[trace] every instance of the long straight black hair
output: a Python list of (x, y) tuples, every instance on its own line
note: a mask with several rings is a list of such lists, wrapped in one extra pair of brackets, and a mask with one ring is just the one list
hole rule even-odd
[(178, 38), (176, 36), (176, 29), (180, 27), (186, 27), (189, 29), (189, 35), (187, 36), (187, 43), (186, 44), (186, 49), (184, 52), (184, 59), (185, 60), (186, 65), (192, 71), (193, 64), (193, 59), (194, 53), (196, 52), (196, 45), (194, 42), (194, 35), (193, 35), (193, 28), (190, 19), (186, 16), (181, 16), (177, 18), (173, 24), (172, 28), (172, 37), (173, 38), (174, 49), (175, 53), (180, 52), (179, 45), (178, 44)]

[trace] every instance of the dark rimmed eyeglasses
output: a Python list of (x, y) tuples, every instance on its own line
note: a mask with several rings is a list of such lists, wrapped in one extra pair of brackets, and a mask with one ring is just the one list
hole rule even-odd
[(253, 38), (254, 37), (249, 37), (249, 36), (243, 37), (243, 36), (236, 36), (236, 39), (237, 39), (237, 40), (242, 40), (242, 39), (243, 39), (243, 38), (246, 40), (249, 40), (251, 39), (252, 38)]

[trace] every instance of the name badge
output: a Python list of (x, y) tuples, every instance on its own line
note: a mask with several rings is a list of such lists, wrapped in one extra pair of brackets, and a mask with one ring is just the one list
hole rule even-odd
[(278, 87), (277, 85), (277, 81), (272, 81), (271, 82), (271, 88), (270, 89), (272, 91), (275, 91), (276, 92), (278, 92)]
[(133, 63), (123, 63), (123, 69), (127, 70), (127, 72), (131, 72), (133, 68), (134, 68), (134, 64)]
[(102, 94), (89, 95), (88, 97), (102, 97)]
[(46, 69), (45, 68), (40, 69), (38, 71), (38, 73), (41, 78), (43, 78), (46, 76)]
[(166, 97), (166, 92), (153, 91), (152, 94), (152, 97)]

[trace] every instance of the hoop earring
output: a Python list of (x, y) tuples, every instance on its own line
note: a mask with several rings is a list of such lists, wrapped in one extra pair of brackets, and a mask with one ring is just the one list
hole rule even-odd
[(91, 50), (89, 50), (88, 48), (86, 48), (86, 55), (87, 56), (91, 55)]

▸ What is needed
Identify every line in the items above that contains the string "trace", and copy each of those lines in full. Case counts.

▸ Response to this task
[trace] every instance of the long straight black hair
[trace] every instance of the dark rimmed eyeglasses
[trace] every instance of the name badge
[trace] every instance of the hoop earring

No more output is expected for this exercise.